++++ TEXTAUSZUG

Ab dem morgigen Donnerstag wird die Halle 2 der Leipziger Buchmesse wieder zum Anlaufpunkt vieler Comic- und Mangafans. Comic? Dieses Wort könnte man aus der Messeankündigung fast streichen, meint Burkhard Ihme Gründungsmitglied und Vorsitzender des Interessenverbandes Comic, schließlich sei die Messe ausschließlich ein Manga-Event. Viel mehr als mit Leipzig beschäftigten sich die Comicschaffenden derzeit mit dem Image ihrer Superhelden.

In welcher Stimmung fahren die Comicschaffenden nach Leipzig?
Ich kenne niemanden, der nach Leipzig fährt. Und wenn, teilt er mir vorher nicht seine Gemütslage mit. Leipzig ist für den Comicbereich ein fast 100-prozentiges Manga-Event, und leider sind die Schnittmengen der verschiedenen Szenen gering.

In den USA will eine Gruppe von Comicschaffenden darauf aufmerksam machen, dass Comics mehr sein können als die Wiederholung altbekannter Superheldenabenteuer. Wie bewerten Sie die Aktion?

++++++++
++++ ROHE DATENSÄTZE

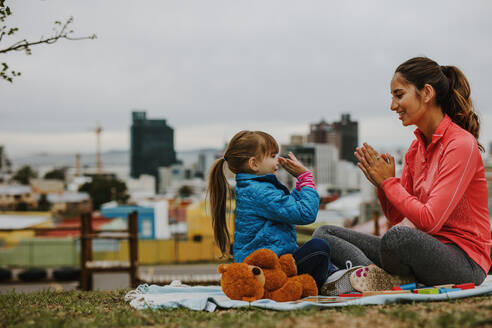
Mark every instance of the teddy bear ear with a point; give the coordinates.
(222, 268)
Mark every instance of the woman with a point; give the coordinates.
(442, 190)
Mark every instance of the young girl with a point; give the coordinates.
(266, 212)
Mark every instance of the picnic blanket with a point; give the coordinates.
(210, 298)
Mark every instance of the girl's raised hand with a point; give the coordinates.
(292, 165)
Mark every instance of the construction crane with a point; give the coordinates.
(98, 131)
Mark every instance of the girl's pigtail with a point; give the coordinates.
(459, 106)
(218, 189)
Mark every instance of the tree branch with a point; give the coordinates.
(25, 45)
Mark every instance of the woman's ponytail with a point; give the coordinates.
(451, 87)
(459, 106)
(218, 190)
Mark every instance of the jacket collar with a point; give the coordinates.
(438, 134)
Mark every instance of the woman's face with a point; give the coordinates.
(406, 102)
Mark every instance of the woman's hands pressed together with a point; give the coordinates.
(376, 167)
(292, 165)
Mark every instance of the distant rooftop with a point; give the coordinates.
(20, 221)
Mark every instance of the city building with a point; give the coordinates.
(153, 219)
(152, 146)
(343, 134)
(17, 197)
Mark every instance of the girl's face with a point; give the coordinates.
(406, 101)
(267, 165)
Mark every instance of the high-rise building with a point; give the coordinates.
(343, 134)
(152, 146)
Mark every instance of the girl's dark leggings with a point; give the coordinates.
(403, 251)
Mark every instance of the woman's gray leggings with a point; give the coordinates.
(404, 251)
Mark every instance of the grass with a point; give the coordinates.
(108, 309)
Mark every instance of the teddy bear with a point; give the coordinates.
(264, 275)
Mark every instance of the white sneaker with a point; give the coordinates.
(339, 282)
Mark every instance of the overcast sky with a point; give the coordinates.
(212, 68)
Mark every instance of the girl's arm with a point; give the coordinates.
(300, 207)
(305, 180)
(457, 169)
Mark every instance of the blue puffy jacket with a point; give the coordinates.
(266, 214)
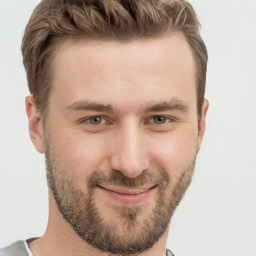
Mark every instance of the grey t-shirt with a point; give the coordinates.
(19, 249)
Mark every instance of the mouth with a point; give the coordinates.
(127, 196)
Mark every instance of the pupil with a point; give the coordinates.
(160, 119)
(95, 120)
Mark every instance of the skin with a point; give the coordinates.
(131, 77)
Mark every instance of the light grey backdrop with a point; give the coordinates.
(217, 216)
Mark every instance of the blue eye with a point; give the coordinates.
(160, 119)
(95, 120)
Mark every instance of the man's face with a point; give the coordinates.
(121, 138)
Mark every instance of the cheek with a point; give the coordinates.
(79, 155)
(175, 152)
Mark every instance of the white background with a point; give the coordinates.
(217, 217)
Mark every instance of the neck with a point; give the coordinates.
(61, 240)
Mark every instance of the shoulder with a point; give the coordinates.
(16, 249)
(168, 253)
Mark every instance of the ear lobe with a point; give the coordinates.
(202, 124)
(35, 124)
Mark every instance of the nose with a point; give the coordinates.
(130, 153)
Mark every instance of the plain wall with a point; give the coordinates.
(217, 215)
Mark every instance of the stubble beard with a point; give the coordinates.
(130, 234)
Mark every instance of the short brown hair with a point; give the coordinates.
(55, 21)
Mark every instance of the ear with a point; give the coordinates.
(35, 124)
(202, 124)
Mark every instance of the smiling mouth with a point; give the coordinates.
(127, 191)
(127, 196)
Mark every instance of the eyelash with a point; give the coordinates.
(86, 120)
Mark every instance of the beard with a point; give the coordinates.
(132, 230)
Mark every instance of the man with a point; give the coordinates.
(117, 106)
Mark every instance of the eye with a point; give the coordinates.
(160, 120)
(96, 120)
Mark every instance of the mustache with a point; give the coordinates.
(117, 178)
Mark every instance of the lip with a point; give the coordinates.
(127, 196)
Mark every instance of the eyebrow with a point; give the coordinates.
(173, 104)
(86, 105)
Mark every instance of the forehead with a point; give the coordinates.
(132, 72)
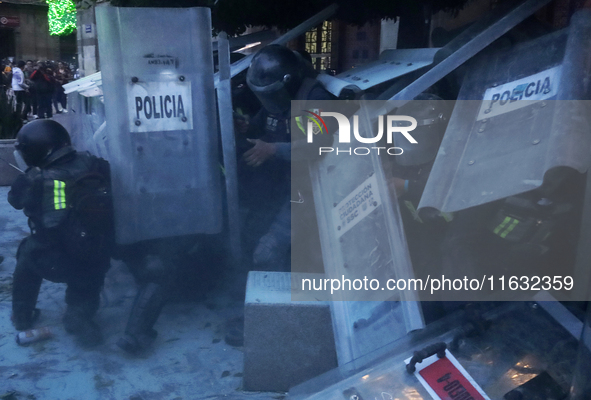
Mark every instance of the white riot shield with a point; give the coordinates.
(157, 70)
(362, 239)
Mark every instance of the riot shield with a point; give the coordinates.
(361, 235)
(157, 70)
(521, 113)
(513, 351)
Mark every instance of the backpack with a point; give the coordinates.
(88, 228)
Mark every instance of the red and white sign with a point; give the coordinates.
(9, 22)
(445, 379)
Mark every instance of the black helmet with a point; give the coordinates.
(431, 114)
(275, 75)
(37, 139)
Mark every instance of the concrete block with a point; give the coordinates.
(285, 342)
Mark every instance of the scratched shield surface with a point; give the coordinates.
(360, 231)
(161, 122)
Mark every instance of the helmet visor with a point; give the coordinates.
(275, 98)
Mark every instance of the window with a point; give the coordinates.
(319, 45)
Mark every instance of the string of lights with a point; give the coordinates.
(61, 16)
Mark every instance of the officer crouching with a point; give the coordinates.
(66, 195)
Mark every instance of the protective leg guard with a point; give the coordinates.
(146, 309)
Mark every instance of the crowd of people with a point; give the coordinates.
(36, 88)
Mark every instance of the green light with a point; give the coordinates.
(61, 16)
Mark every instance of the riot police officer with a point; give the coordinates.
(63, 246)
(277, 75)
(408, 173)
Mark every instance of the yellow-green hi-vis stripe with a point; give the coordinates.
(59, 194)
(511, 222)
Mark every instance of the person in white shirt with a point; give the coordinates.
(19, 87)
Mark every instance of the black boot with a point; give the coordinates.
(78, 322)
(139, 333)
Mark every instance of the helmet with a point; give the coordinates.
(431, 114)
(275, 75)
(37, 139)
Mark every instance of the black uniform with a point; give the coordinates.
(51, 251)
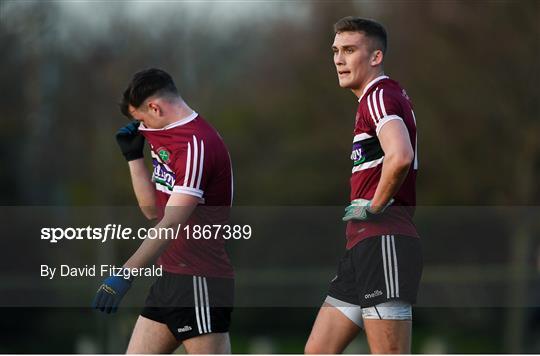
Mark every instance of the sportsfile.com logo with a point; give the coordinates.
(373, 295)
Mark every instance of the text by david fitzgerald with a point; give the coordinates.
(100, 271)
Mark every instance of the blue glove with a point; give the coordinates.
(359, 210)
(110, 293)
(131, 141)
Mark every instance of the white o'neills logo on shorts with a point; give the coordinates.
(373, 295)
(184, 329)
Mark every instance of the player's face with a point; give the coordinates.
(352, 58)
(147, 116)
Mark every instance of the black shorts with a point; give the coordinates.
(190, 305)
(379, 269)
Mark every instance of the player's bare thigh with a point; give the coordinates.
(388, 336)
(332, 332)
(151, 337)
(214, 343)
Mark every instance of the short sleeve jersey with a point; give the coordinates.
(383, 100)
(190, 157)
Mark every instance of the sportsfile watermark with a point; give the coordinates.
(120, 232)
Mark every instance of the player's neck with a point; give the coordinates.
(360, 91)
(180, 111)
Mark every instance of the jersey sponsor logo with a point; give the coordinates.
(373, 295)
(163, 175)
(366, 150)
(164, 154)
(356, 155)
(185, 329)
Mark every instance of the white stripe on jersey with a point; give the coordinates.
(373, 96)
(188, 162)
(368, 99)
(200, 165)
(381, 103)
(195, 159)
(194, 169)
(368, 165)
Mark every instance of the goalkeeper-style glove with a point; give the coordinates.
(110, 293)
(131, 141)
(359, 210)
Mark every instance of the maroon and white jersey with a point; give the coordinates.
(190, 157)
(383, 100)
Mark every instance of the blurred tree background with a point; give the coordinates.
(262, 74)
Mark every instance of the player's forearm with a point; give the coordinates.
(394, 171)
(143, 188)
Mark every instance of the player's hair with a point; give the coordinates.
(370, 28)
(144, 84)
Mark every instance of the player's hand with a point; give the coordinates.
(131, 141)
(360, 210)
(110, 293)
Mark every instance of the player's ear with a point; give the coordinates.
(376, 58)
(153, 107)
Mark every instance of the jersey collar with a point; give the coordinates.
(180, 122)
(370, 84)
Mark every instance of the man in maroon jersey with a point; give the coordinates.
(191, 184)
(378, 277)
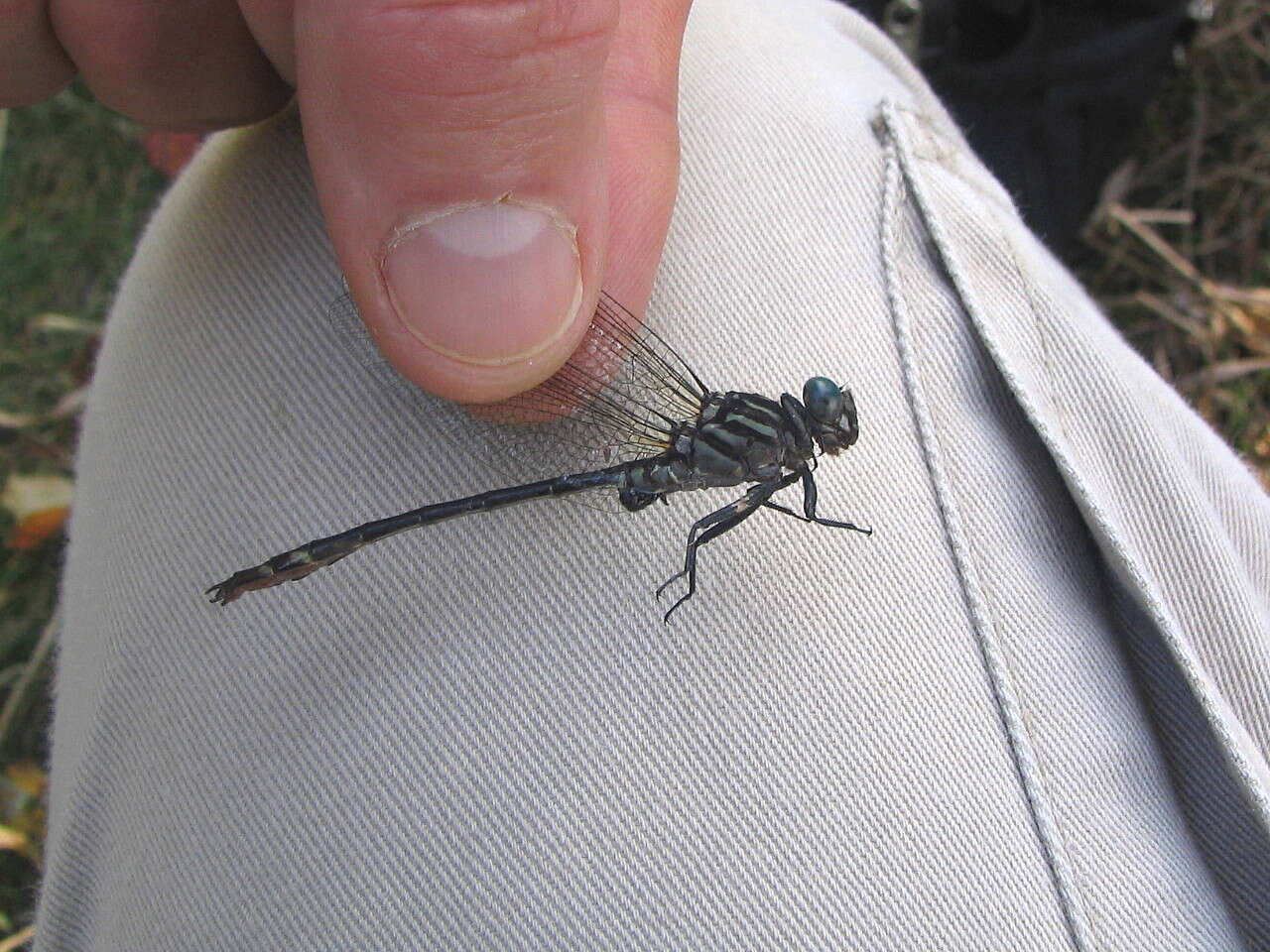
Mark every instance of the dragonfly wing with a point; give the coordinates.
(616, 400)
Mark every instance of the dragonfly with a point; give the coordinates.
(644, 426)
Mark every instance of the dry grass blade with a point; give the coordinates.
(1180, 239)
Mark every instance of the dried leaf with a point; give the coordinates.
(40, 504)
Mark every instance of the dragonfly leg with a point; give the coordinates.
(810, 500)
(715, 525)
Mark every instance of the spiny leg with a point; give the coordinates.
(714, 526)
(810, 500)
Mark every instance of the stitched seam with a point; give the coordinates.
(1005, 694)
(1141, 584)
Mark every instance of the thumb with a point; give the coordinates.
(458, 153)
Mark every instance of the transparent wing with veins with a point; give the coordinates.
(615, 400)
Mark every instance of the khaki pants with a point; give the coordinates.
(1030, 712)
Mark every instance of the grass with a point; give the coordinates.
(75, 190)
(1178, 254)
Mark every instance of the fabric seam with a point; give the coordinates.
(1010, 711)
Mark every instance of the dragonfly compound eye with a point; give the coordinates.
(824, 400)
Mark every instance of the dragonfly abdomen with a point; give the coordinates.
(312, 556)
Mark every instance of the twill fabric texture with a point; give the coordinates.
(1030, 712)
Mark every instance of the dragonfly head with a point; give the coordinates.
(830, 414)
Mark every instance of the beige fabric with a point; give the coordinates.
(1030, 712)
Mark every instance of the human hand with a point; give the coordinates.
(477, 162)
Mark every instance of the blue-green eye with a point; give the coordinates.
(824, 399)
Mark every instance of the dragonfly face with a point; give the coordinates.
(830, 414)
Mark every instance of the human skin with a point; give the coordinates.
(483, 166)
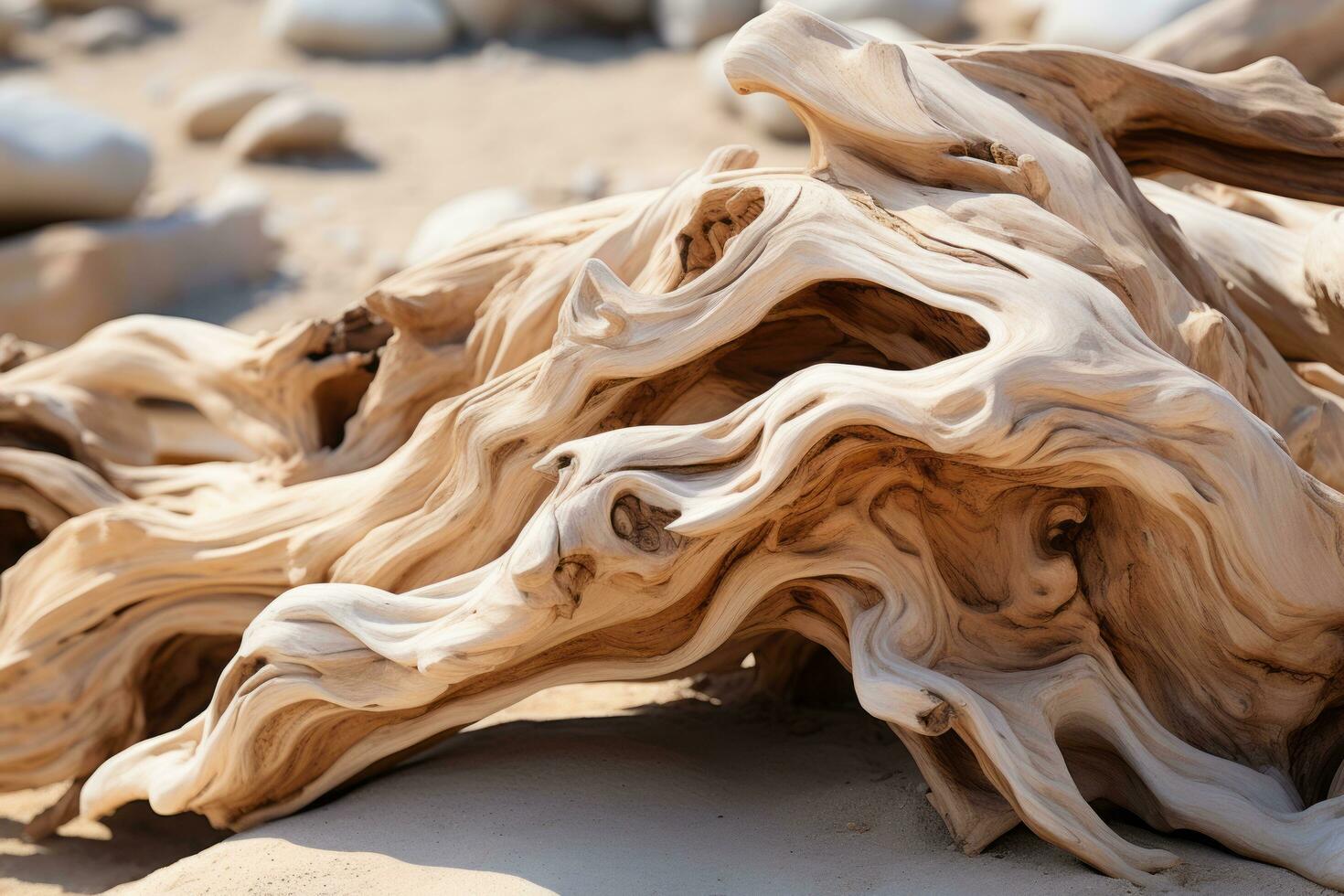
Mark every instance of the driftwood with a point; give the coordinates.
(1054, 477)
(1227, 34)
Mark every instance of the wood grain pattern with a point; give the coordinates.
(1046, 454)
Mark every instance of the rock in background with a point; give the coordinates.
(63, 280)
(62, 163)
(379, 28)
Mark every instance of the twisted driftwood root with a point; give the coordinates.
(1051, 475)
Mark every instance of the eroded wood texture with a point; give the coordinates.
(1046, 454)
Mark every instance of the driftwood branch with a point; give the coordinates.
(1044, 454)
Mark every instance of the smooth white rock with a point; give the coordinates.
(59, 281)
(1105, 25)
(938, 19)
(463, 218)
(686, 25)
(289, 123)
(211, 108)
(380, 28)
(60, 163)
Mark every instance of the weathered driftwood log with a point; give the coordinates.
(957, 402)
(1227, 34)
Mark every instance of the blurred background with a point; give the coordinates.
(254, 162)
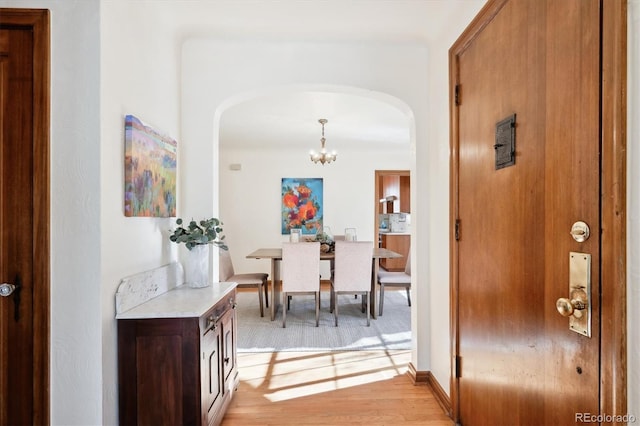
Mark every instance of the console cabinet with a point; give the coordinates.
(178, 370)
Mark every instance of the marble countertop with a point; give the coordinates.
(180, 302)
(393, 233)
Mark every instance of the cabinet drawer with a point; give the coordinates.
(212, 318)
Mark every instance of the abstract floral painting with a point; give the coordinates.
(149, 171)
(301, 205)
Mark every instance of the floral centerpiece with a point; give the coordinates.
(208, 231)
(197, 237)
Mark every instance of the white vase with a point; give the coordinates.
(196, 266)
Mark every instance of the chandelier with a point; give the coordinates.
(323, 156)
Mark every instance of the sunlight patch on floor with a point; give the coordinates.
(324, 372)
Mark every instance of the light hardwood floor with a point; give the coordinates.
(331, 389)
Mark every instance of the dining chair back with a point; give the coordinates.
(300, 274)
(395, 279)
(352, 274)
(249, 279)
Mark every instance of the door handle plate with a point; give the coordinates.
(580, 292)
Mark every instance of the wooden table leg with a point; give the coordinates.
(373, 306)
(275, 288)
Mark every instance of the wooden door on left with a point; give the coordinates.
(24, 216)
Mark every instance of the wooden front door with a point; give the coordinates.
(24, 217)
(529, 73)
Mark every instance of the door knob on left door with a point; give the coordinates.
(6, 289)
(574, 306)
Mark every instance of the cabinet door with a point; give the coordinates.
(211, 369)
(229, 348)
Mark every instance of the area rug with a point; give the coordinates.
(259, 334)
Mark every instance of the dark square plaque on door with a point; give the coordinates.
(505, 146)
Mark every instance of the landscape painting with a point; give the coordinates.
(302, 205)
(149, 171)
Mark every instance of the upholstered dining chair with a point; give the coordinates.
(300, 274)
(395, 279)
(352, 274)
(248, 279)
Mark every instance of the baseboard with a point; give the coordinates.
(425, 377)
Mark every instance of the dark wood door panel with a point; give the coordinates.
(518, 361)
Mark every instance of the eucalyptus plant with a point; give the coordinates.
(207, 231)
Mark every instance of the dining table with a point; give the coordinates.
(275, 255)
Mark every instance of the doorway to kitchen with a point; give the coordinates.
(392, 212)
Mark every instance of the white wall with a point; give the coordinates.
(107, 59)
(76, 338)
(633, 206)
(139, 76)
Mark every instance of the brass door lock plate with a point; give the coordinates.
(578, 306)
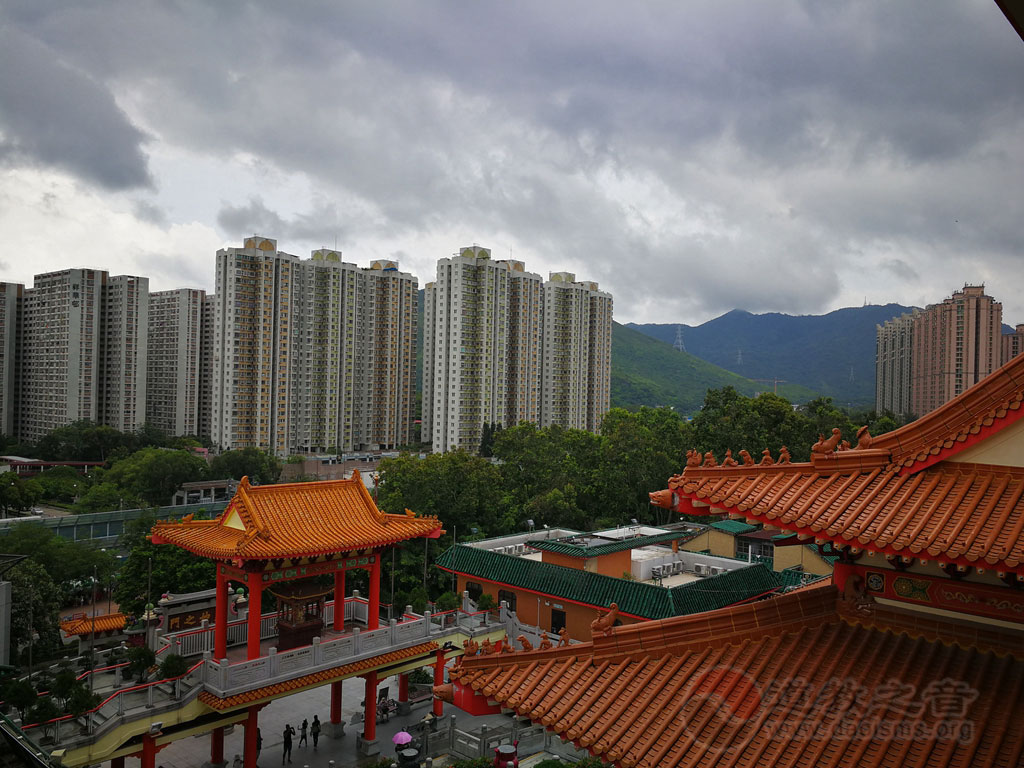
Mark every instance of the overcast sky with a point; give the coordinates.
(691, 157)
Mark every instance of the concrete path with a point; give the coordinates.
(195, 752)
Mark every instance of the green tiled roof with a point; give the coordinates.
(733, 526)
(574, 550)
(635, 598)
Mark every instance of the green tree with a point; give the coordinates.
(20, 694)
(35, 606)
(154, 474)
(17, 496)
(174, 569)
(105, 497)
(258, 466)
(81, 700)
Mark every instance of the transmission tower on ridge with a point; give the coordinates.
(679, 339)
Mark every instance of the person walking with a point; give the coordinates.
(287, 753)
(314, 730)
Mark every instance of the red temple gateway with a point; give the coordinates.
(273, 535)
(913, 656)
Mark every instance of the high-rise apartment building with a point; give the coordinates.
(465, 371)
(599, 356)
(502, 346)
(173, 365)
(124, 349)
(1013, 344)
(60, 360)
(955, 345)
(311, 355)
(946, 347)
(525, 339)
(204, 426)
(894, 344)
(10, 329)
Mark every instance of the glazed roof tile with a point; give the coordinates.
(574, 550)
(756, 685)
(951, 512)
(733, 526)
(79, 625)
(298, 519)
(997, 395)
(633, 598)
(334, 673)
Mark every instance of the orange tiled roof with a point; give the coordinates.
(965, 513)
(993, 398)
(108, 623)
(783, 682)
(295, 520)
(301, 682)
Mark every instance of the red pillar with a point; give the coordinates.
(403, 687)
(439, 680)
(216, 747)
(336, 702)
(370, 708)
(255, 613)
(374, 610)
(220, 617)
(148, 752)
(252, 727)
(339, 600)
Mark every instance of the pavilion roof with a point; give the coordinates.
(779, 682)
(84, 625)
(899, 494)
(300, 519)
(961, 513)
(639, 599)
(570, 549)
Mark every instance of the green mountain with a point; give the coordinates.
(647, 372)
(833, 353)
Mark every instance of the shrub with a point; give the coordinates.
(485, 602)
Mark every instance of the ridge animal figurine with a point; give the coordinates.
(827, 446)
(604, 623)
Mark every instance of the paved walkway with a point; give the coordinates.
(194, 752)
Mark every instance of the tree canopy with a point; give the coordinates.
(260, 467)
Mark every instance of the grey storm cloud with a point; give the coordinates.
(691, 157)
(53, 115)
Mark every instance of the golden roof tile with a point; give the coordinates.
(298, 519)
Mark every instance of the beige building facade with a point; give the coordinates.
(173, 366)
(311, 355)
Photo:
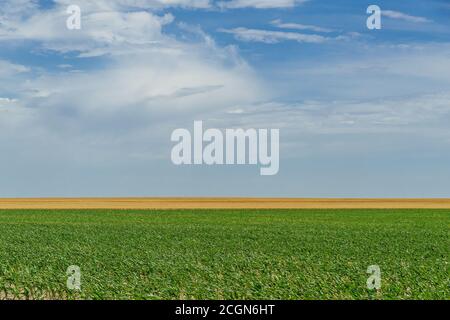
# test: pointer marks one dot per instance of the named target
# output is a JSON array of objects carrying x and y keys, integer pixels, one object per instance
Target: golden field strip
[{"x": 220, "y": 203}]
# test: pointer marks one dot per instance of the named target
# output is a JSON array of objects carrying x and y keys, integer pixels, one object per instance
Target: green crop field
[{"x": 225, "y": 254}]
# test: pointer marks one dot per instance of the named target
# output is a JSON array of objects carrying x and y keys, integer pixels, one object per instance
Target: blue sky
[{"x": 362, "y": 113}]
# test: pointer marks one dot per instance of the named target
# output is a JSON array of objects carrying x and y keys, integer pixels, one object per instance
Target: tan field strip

++++++++

AUFGABENSTELLUNG: Welche Halle der Leipziger Buchmesse wird laut dem Textauszug über Comics und Manga zum Anlaufpunkt vieler Comic- und Mangafans?

ENDERGEBNIS: Die Halle 2.